• **The exercise**: Pick out each line in the listing below that contains the word "black", and copy those lines out in full.
------ Given data
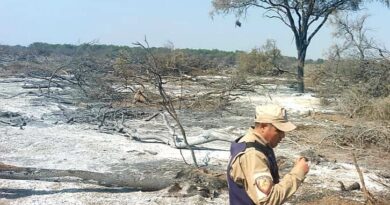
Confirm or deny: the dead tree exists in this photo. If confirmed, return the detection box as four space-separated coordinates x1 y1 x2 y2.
134 38 198 167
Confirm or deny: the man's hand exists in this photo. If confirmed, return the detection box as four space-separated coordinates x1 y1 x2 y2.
295 157 309 175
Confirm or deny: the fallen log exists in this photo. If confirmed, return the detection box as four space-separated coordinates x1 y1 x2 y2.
0 163 175 191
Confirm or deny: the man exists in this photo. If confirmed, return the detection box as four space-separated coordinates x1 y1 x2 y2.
227 105 309 205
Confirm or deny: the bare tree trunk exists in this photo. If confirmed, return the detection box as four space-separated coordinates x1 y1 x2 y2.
0 163 174 191
297 43 307 93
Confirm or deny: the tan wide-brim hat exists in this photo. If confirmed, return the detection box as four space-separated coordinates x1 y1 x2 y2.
255 104 297 132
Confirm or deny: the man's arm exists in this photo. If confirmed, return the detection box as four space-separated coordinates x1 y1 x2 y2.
232 149 308 204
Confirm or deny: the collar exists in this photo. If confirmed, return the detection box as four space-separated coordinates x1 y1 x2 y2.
240 127 268 145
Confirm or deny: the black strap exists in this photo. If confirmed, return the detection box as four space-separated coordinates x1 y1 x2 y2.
246 142 279 184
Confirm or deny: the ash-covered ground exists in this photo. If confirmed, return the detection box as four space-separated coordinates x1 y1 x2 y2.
0 78 390 205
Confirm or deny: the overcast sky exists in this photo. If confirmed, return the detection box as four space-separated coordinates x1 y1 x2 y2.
0 0 390 59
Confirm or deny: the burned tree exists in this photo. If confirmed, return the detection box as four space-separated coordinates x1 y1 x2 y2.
212 0 390 93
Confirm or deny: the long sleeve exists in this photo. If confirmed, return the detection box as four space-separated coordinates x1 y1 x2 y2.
230 149 305 205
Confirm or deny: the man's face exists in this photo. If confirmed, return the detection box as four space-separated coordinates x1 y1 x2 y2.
264 124 284 148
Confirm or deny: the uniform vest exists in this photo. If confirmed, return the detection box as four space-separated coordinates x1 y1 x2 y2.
227 137 279 205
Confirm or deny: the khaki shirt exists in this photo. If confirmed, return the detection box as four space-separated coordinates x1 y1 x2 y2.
230 129 305 204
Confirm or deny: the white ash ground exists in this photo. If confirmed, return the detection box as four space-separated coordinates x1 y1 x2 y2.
0 76 386 205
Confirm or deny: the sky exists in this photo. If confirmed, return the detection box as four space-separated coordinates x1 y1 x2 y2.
0 0 390 59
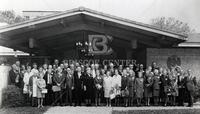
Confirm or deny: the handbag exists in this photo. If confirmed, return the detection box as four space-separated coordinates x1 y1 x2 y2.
52 86 61 92
42 89 48 94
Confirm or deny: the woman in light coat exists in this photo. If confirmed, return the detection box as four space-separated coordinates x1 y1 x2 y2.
103 71 112 106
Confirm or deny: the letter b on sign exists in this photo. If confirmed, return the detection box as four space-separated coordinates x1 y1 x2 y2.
89 35 113 55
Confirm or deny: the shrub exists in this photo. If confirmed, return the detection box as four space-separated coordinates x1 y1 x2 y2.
2 85 24 107
194 80 200 102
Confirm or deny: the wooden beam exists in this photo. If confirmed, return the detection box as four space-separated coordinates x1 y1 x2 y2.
85 25 161 47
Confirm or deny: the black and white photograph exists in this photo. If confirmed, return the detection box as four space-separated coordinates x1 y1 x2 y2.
0 0 200 114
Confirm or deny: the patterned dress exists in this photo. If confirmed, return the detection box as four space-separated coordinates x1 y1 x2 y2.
36 78 46 98
135 78 144 98
103 76 112 98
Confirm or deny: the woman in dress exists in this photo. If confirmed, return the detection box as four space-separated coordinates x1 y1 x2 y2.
112 69 122 106
103 71 112 106
153 69 161 106
94 70 103 106
23 66 33 103
121 69 129 107
36 67 46 108
127 70 136 106
135 72 144 106
144 70 153 106
83 67 96 106
170 71 178 106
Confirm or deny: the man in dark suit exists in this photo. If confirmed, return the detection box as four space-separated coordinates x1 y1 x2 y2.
185 69 195 107
8 64 20 87
53 67 66 105
74 67 83 106
43 69 53 105
66 68 74 106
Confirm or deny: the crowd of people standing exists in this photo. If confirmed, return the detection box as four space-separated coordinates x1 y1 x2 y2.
9 59 196 108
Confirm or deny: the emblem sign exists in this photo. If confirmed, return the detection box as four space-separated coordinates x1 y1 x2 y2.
88 35 113 55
------------
• **Task solution**:
Confirm or deny: the black strap exists in this photo. If confirmed, return the detection box as four space-separated coordinates x1 y1 x2 y2.
Confirm or deny: the black and white photograph exists in this photo. If confirmed, return the detection box as four space-separated coordinates x1 y1 x2 y2.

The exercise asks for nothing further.